_REQUIRED TASK_: Show every line of the rows that contains the string "target".

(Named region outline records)
::::

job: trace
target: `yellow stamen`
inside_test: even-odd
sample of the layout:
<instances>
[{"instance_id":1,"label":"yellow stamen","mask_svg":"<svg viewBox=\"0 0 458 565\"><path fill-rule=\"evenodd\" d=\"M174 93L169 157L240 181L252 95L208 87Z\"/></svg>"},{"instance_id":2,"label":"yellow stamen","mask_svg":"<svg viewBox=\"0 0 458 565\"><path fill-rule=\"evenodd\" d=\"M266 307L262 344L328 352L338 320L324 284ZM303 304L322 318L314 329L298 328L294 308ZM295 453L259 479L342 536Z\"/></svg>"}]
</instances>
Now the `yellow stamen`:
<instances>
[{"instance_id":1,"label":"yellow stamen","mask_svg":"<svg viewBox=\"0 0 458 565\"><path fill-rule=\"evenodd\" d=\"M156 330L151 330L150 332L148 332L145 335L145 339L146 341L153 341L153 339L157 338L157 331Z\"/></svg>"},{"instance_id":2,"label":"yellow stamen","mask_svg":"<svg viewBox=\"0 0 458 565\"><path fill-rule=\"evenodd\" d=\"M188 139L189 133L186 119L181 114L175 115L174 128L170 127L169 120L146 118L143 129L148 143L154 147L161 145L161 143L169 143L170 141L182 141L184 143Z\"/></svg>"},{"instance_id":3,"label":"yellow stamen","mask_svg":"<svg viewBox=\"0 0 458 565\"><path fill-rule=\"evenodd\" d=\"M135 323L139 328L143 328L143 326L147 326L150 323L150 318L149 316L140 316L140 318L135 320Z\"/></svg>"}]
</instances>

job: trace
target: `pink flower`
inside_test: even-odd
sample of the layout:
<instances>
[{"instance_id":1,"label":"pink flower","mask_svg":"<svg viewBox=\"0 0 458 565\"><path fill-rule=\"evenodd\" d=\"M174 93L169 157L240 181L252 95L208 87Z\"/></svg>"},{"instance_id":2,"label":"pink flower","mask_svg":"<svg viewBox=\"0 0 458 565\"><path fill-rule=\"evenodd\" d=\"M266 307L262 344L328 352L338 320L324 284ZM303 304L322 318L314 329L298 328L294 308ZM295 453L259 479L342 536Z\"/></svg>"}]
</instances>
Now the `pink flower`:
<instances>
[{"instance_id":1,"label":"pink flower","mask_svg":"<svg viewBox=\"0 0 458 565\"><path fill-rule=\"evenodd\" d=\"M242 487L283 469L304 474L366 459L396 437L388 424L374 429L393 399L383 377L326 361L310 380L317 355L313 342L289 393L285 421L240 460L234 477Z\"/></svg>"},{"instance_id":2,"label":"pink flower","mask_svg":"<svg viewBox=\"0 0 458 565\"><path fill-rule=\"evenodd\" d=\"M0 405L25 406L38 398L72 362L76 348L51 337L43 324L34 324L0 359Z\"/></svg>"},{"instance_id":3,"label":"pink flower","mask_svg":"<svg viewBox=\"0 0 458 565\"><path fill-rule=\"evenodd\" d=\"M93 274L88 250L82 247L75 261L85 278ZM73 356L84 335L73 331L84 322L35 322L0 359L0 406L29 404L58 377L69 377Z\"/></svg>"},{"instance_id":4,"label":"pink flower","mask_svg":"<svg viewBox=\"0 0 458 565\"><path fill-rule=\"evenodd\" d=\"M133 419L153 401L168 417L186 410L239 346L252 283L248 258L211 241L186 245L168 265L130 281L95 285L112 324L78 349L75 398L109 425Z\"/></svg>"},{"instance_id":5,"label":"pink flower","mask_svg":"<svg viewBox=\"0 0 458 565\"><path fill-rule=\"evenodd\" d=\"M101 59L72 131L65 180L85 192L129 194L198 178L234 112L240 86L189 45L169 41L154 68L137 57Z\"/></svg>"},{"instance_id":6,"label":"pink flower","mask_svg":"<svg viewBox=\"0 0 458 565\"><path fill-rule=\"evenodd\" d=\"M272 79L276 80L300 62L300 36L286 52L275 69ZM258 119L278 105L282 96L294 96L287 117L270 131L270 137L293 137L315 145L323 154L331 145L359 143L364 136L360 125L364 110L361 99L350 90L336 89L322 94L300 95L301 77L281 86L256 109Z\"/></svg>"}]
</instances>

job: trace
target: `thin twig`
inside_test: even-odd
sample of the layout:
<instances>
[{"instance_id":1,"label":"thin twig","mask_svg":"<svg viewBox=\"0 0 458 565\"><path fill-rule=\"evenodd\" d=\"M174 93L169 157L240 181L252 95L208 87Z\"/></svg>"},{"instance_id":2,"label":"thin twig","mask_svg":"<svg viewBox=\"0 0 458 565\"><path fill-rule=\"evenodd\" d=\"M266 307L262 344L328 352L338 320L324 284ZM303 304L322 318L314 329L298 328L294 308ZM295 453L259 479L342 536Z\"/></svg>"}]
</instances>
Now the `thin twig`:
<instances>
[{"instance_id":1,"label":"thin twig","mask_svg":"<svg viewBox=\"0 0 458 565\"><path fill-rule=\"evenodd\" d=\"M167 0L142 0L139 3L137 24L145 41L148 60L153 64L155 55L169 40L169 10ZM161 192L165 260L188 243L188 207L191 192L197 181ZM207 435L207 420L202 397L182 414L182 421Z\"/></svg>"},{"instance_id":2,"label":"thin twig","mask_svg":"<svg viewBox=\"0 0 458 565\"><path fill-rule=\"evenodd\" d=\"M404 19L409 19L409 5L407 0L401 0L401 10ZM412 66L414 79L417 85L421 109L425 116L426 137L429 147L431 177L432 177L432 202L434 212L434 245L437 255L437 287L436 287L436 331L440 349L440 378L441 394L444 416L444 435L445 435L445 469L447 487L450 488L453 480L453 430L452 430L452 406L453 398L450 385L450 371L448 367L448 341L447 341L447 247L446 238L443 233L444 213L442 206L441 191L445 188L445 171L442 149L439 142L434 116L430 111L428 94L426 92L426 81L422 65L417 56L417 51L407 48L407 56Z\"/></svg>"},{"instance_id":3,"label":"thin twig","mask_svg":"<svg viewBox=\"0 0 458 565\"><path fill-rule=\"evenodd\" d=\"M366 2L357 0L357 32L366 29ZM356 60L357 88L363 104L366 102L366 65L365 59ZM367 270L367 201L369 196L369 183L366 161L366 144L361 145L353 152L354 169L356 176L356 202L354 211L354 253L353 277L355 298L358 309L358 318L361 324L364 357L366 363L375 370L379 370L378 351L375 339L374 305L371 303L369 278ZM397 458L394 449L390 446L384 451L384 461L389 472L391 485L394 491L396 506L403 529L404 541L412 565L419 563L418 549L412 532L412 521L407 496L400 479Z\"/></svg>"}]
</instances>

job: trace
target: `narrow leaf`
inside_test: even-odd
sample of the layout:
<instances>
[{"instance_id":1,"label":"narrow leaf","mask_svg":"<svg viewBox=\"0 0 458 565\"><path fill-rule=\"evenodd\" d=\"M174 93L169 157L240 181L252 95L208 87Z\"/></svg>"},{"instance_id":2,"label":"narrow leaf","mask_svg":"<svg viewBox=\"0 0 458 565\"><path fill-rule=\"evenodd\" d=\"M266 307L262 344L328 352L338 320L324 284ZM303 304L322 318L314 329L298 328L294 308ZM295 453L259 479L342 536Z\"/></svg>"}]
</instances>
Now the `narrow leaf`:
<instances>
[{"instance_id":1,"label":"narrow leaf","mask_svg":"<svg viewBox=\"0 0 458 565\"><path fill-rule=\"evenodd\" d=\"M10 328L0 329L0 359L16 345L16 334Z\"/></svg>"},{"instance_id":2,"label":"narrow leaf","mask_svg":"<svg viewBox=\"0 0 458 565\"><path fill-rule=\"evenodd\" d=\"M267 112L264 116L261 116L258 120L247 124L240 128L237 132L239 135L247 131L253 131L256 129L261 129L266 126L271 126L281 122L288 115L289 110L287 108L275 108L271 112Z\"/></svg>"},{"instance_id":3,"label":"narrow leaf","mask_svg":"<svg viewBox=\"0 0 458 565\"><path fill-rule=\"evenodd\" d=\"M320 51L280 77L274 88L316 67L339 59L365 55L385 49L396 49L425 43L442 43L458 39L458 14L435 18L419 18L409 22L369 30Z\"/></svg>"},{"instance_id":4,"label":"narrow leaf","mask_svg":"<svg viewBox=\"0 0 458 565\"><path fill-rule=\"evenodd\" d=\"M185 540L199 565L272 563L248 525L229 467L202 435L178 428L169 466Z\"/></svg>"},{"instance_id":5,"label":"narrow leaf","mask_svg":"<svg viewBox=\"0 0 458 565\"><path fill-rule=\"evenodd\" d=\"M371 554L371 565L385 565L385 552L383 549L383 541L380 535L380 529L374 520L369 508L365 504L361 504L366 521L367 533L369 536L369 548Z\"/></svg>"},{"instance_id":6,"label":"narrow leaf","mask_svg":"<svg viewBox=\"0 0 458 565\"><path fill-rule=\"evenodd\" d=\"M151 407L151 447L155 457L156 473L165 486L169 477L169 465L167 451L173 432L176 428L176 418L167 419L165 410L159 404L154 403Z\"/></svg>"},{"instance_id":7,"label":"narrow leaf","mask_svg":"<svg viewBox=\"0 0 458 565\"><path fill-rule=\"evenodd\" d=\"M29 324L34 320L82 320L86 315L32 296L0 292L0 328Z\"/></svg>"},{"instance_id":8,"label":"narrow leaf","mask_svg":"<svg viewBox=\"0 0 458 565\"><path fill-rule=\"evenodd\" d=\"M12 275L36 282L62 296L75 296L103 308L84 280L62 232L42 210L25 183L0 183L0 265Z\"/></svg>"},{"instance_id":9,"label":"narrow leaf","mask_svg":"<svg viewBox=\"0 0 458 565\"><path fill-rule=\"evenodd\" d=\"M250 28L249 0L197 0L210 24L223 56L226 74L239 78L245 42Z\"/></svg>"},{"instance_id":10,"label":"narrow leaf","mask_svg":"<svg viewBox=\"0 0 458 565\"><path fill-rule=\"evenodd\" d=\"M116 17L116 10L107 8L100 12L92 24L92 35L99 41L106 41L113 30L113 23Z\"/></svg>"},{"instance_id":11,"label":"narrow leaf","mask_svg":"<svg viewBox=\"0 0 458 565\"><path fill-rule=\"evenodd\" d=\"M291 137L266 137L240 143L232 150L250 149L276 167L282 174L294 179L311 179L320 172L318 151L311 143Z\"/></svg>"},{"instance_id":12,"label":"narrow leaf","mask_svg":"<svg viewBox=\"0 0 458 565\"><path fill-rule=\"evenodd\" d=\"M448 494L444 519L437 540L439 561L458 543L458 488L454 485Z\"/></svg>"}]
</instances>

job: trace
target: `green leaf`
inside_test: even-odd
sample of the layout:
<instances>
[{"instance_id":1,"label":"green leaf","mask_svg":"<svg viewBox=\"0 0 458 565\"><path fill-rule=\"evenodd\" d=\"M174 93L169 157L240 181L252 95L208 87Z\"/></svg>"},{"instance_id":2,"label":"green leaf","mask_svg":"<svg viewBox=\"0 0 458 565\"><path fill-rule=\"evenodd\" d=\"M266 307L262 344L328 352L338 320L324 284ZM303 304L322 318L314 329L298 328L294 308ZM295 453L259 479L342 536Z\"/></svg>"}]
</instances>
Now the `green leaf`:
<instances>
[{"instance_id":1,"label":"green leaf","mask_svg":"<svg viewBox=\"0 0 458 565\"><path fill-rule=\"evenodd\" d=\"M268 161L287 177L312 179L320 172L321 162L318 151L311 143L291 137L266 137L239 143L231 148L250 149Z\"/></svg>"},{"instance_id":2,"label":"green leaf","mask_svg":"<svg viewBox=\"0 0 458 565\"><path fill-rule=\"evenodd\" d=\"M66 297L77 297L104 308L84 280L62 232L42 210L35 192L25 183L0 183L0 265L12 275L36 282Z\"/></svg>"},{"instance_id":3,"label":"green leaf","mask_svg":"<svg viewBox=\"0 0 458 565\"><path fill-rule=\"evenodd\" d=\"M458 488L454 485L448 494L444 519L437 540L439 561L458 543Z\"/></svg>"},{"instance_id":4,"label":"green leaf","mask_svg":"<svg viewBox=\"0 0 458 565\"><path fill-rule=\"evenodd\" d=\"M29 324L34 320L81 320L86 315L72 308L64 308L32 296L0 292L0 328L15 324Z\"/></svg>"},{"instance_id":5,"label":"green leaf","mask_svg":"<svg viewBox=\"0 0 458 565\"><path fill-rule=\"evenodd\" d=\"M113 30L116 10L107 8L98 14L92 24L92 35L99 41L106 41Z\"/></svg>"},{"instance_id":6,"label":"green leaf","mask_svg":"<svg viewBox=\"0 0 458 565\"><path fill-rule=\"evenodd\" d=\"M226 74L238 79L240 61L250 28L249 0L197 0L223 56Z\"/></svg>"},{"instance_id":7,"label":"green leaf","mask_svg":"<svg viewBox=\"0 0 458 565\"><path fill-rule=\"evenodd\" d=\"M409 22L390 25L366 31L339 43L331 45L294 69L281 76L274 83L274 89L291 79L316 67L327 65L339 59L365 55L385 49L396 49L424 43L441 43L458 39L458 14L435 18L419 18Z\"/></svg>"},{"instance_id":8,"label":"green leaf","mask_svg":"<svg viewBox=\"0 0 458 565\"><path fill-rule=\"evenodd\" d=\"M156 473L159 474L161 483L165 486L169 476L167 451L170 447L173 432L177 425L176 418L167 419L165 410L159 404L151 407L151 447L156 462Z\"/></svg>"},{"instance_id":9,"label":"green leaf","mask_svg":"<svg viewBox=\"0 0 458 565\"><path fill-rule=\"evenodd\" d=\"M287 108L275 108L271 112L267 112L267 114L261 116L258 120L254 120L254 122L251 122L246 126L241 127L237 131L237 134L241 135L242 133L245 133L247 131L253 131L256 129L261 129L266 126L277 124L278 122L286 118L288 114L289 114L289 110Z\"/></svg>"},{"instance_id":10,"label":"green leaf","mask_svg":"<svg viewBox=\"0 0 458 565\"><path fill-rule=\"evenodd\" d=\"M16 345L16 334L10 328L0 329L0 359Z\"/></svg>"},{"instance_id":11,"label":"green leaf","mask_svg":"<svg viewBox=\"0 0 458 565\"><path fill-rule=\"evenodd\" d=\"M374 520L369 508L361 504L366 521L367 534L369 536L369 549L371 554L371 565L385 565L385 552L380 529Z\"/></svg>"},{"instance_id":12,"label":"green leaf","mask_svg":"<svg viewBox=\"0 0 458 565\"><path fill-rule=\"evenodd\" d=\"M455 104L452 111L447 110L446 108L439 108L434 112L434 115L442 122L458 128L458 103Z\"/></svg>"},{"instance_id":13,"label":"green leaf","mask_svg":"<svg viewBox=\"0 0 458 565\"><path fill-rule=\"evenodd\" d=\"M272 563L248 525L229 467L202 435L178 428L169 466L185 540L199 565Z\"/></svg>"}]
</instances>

::::

_EXERCISE RESPONSE_:
target: `yellow stamen`
target: `pink flower`
target: `thin twig`
target: `narrow leaf`
target: `green leaf`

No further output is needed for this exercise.